* [WRITTEN PROBLEM] Copy out every record below exactly as written, but leave out any pictures.

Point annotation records
# # # #

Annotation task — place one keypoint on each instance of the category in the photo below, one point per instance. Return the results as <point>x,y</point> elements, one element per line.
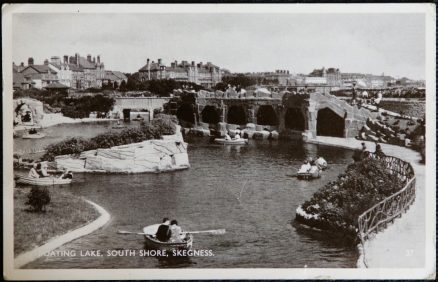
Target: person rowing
<point>305,167</point>
<point>320,162</point>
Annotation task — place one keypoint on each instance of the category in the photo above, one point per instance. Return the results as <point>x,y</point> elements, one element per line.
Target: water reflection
<point>243,189</point>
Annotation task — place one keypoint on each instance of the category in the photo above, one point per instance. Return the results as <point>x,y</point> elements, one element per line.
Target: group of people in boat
<point>39,170</point>
<point>169,231</point>
<point>313,166</point>
<point>236,137</point>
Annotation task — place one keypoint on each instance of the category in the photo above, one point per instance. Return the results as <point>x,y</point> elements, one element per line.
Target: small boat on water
<point>37,135</point>
<point>240,141</point>
<point>43,181</point>
<point>154,244</point>
<point>118,125</point>
<point>308,175</point>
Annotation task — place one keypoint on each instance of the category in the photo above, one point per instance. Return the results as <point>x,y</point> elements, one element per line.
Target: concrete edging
<point>56,242</point>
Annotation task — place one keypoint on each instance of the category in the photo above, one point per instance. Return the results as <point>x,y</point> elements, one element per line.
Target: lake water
<point>243,189</point>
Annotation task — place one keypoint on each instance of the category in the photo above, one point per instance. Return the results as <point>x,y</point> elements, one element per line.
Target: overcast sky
<point>393,44</point>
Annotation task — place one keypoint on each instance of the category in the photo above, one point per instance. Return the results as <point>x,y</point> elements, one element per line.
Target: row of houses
<point>206,75</point>
<point>328,77</point>
<point>74,72</point>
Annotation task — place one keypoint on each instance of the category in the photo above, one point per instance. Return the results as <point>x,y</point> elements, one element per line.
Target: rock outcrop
<point>167,154</point>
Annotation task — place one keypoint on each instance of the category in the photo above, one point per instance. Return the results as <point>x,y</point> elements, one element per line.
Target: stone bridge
<point>126,104</point>
<point>293,115</point>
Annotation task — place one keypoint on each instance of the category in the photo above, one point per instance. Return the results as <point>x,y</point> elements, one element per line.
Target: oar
<point>213,232</point>
<point>129,232</point>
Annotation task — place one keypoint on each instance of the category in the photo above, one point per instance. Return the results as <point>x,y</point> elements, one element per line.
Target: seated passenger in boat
<point>163,232</point>
<point>42,169</point>
<point>175,232</point>
<point>305,167</point>
<point>320,162</point>
<point>67,175</point>
<point>314,169</point>
<point>33,173</point>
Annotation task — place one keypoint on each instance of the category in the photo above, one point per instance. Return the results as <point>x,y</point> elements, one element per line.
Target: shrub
<point>363,185</point>
<point>38,199</point>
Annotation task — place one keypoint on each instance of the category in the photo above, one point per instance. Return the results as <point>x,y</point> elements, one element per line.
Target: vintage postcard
<point>274,141</point>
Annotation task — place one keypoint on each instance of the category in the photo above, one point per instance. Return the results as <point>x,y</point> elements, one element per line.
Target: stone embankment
<point>409,248</point>
<point>249,131</point>
<point>167,154</point>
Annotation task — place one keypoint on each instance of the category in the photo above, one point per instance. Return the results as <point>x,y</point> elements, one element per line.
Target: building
<point>112,77</point>
<point>332,76</point>
<point>39,75</point>
<point>74,72</point>
<point>206,75</point>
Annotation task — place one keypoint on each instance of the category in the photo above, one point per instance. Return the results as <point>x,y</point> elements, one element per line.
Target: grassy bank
<point>337,206</point>
<point>64,213</point>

# # # #

* [FINISHED ANSWER]
Annotation task — place one keypoint on each instance of the category in the photo below, one point per instance. Return the results as <point>x,y</point> elements, one element per line.
Target: person rowing
<point>305,167</point>
<point>320,162</point>
Annotation task — place one keypoint on each instance of the category in the photo above, one point per instance. Return the results as <point>x,y</point> elements, one element per line.
Target: water reflection
<point>243,189</point>
Annotation task — place one keypoint on each instance of the category in the photo above, one point per instance. Return the results as <point>x,y</point> elements, one element per line.
Target: group of people in boat
<point>39,170</point>
<point>169,231</point>
<point>313,166</point>
<point>236,137</point>
Annotation task — place one keypoint on each instance of the category in the photo above, one point per instance. Return the results as <point>x,y</point> elements, one element per line.
Target: small boat on water
<point>37,135</point>
<point>240,141</point>
<point>43,181</point>
<point>154,244</point>
<point>118,125</point>
<point>308,175</point>
Annotation task — place one keypoint on each instance of the category in the photo above, one point per instance. Return the results as <point>x,y</point> elements, one element per line.
Target: concrete edging
<point>56,242</point>
Annotation task — place one keypoint on each instance of the category in the photo above, one point per instance. Return the results as <point>x,y</point> elements, one element per line.
Target: lake water
<point>243,189</point>
Annotation task — place one keypoint on each instance of the category in the photo above, one point per instance. Return the results as <point>x,y</point> elements, one element per line.
Target: overcast sky
<point>393,44</point>
Annotation task — place one keypoint on each instance of the category in the photo above, one point per instance. Return the results as <point>x,y</point> elements, one element per line.
Target: row of houses
<point>206,75</point>
<point>328,77</point>
<point>74,72</point>
Annotation task — place one keypoint on each instance of the category in the photo above, one point per instance. Return the results as <point>x,y</point> elements, one element per line.
Target: rock outcrop
<point>167,154</point>
Annotation task — place one keypoint on each instance of the category in the photo above, one point per instance. Return the results as <point>x,y</point> elements, one element per line.
Target: stone bridge
<point>126,104</point>
<point>293,115</point>
Annotation task — place one keypoint on each instance of the category in the photo above, one point per instance. Return the results as <point>x,y</point> elements, one element per line.
Target: oar
<point>213,232</point>
<point>129,232</point>
Annotation task — place one keypoint on each instance of the category in the photo above, one point per instance. Return the results as <point>x,y</point> elements, one element per line.
Target: seated passenger in boat
<point>163,232</point>
<point>42,169</point>
<point>175,232</point>
<point>305,167</point>
<point>320,162</point>
<point>67,175</point>
<point>314,169</point>
<point>33,173</point>
Annotation task — place one keypoint on each instance of the category in the photo above, one point per instance. Return the results as <point>x,y</point> elements, one element per line.
Target: shrub
<point>363,185</point>
<point>38,199</point>
Annotation task — place one keypoint on each instance of the category in the photo above, one point per instance. Return the results as <point>x,y</point> elements, one element per line.
Target: vintage postcard
<point>274,141</point>
Annotation task — place one keypoint on each instance of the category in the photo above, one point per instance. Return the results as <point>x,y</point> elements, one element per line.
Target: stone embankment
<point>409,248</point>
<point>249,131</point>
<point>167,154</point>
Annotation task — place one keypoint on each instance of the category in the photo above, one point per instance. Return the results as <point>x,y</point> elements, one element per line.
Target: building
<point>112,77</point>
<point>332,76</point>
<point>39,75</point>
<point>74,72</point>
<point>206,75</point>
Annotation task — place one keypoint on each instance of the category in the photo above, one point per instance. Return the results as <point>x,y</point> elements, one element per line.
Target: grassy bank
<point>337,206</point>
<point>64,213</point>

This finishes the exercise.